> Available data
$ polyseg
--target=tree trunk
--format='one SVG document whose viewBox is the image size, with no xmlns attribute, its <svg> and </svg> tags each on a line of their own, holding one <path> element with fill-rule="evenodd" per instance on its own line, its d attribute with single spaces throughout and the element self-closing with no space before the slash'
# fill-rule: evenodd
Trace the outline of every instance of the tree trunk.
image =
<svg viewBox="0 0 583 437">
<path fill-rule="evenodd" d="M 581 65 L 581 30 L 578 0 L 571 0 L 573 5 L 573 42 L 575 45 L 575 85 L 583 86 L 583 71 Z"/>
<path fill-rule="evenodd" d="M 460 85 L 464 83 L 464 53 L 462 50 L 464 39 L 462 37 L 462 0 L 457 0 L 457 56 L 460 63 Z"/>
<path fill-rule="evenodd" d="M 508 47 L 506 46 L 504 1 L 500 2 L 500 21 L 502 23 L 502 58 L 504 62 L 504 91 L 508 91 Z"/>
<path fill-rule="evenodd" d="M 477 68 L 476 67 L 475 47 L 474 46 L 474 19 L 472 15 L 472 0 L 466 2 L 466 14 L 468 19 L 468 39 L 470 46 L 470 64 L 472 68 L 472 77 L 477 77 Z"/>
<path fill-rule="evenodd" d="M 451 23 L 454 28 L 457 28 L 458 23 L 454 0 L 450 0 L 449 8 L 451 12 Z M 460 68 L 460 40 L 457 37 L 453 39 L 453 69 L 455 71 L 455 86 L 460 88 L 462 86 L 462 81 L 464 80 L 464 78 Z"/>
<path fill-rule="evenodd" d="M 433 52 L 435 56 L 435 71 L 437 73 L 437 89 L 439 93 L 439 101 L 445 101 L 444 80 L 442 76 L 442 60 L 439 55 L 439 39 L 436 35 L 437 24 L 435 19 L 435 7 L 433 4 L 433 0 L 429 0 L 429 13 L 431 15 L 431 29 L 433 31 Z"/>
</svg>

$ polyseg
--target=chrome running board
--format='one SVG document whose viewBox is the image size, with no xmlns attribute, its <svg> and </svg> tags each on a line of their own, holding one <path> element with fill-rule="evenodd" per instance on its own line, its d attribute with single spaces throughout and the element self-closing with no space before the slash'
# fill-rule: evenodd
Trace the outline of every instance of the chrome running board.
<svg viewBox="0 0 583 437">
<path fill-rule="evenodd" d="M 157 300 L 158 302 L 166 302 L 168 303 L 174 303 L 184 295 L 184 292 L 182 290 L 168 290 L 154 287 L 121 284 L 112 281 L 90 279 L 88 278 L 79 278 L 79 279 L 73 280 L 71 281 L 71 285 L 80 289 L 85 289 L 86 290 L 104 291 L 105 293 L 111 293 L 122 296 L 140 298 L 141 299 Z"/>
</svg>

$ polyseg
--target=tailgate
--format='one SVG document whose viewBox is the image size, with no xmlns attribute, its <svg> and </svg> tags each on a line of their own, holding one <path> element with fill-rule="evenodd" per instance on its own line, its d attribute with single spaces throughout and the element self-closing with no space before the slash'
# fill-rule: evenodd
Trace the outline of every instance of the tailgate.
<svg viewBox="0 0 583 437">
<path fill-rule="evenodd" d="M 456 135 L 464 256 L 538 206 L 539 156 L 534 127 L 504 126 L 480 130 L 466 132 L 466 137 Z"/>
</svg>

> Exercise instructions
Reproduce all of the records above with every occurrence of "Trace the outline" replaced by "Draw the boundary" and every other part left unchanged.

> Reply to the task
$ polyseg
--target=tree trunk
--format='one SVG document whose viewBox is the image size, with no xmlns attribute, its <svg> and </svg> tags each on a line of their own, holding one <path> element with fill-rule="evenodd" per instance on its own line, its d attribute with single spaces throughout and the element self-closing with no space before the slash'
# fill-rule: evenodd
Draw the boundary of every instance of the tree trunk.
image =
<svg viewBox="0 0 583 437">
<path fill-rule="evenodd" d="M 581 65 L 581 30 L 578 0 L 571 0 L 573 5 L 573 42 L 575 45 L 575 85 L 583 86 L 583 71 Z"/>
<path fill-rule="evenodd" d="M 460 85 L 464 83 L 464 53 L 462 50 L 464 39 L 462 37 L 462 0 L 457 0 L 457 56 L 460 63 Z"/>
<path fill-rule="evenodd" d="M 508 47 L 506 46 L 504 1 L 500 2 L 500 21 L 502 23 L 502 58 L 504 62 L 504 91 L 508 91 Z"/>
<path fill-rule="evenodd" d="M 477 68 L 476 67 L 475 47 L 474 46 L 474 19 L 472 15 L 472 0 L 466 2 L 466 14 L 468 19 L 468 39 L 470 46 L 470 64 L 472 68 L 472 77 L 477 77 Z"/>
<path fill-rule="evenodd" d="M 451 23 L 454 28 L 457 28 L 458 23 L 454 0 L 450 0 L 449 8 L 451 12 Z M 460 68 L 460 40 L 457 37 L 453 39 L 453 69 L 455 71 L 455 86 L 460 88 L 462 86 L 462 81 L 464 80 L 464 78 Z"/>
<path fill-rule="evenodd" d="M 433 52 L 435 56 L 435 71 L 437 73 L 437 89 L 439 93 L 439 101 L 445 101 L 444 80 L 442 76 L 442 60 L 439 55 L 439 39 L 436 35 L 437 24 L 435 19 L 435 7 L 433 4 L 433 0 L 429 0 L 429 13 L 431 15 L 431 29 L 433 31 Z"/>
</svg>

$ polyseg
--target=chrome running board
--format='one SVG document whose viewBox is the image size, with no xmlns attribute, its <svg> and </svg> tags each on a line of their own, holding one <path> element with fill-rule="evenodd" per instance on its own line, its d attribute with single spaces throughout and the element self-closing with no space before the slash'
# fill-rule: evenodd
Draw the boundary of every instance of the chrome running board.
<svg viewBox="0 0 583 437">
<path fill-rule="evenodd" d="M 157 300 L 158 302 L 166 302 L 168 303 L 174 303 L 184 295 L 184 292 L 182 290 L 168 290 L 154 287 L 121 284 L 112 281 L 90 279 L 88 278 L 79 278 L 79 279 L 73 280 L 71 281 L 71 285 L 80 289 L 85 289 L 86 290 L 104 291 L 105 293 L 111 293 L 122 296 L 140 298 L 141 299 Z"/>
</svg>

$ polyseg
--target=tailgate
--format='one SVG document whose viewBox is the image size, with no xmlns attribute, its <svg> and </svg> tags each on a line of their own, holding one <path> element with fill-rule="evenodd" per instance on its own line, its d attribute with single spaces throughout and the element self-closing with no space before the slash'
# fill-rule: evenodd
Draw the boundary of every instance of the tailgate.
<svg viewBox="0 0 583 437">
<path fill-rule="evenodd" d="M 456 135 L 464 256 L 538 206 L 539 156 L 534 127 L 504 126 L 480 130 L 466 132 L 466 137 Z"/>
</svg>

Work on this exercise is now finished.